→ **Stated goal**:
Print verbatim every line starting at the one that contains "number 2, a" and ending at the final line of the records; include both endpoints.

→ **Provided data**:
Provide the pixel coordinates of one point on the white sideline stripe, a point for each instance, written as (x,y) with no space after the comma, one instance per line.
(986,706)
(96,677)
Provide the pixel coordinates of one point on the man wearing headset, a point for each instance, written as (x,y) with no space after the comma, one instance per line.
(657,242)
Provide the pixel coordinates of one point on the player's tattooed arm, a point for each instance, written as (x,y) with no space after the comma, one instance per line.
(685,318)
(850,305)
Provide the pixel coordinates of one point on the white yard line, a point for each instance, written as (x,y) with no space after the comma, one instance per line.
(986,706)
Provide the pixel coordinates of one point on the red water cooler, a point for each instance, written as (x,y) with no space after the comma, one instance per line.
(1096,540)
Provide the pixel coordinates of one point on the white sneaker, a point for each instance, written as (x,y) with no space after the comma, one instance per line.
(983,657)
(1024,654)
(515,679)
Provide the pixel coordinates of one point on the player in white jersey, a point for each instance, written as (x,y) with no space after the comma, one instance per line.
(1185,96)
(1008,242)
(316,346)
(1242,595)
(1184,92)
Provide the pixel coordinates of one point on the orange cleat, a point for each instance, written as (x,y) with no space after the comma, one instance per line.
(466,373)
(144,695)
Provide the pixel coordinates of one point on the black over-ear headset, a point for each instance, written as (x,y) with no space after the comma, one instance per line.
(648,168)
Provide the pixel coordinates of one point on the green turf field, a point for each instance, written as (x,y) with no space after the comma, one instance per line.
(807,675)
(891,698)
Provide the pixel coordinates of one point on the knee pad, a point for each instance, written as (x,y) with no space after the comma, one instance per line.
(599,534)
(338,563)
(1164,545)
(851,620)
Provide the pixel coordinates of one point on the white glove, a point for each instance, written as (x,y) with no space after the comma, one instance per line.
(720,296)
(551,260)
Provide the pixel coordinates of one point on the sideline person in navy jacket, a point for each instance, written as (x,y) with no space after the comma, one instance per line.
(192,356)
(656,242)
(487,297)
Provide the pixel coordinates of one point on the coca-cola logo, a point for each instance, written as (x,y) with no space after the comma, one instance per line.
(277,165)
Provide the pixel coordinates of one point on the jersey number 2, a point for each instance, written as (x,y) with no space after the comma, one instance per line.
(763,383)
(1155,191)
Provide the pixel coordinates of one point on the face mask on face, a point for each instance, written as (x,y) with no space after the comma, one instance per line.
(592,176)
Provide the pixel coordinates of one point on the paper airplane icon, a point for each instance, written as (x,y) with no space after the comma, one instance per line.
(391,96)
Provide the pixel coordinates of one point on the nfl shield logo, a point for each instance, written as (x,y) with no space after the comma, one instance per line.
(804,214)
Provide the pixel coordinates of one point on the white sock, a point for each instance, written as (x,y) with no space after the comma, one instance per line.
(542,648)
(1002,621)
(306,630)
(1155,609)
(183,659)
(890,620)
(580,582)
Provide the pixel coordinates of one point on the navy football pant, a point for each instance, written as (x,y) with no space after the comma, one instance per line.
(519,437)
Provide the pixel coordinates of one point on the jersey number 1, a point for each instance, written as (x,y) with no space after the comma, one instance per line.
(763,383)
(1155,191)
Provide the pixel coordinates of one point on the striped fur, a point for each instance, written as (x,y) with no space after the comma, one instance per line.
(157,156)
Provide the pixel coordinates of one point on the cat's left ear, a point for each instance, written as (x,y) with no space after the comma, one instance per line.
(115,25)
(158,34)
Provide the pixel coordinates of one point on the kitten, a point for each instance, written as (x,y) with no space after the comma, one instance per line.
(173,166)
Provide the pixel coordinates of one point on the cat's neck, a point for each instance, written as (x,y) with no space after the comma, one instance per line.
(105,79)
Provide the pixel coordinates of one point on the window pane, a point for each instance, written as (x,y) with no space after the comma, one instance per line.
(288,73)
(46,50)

→ **Task result**:
Provide the pixel coordinates of one point on the jersey number 2, a point for each instance, written as (x,y) with no space after the comma, one instance per line.
(763,383)
(1155,191)
Provide the pixel coordinates of one point on the face mask on face, a point for each instance, written as (x,y) with no space after the comma, one instance per line.
(592,176)
Provide the pixel coordinates of one point on the paper airplane icon, a point for each instance, written as (x,y) with no space after the comma, one instance per line.
(391,96)
Provide the pixel coordinates of one point on the nfl shield logo, a point for each instance, written as (x,y) with no space after the comma, one instance per line.
(804,214)
Provide the pixel coordinates of one point on the white sock, a point for each instance, written as (x,y) with no space after the comma, one instance per line.
(542,648)
(1002,621)
(306,630)
(1155,609)
(183,659)
(890,620)
(580,582)
Provide the pixel coordinates of one point on the navy football pant, a point for each instance, written as (x,y) with no space after the comma, one instance per line.
(519,437)
Provide the pixel coordinates of one point on the jersey number 1, a point for each instance, written as (x,y) with no space after the comma, one instance per line.
(763,383)
(1155,191)
Provide the pixel coordinates of one point on the striped fur, a point for each instance, written as (x,y) with no space after the comma, one instance per line.
(157,156)
Provide the pixel coordinates of one point on the cat's left ear, a point for each instance, written as (x,y) with no space after the comma, one instance per line.
(115,25)
(158,34)
Provide the pixel coordinates of one point on the kitten, a point for each instance, written as (x,y) with no space after the comma, one instance per line.
(173,166)
Provide the pixel coordinates of one point on the cat's neck, a point for each instance, written as (x,y) with no space after the comma, one instance per line.
(105,79)
Provide the pixel coordinates of one point on the window pane, a point for each instance, written as (x,y) with no space after the comma, one instance per line.
(288,73)
(46,50)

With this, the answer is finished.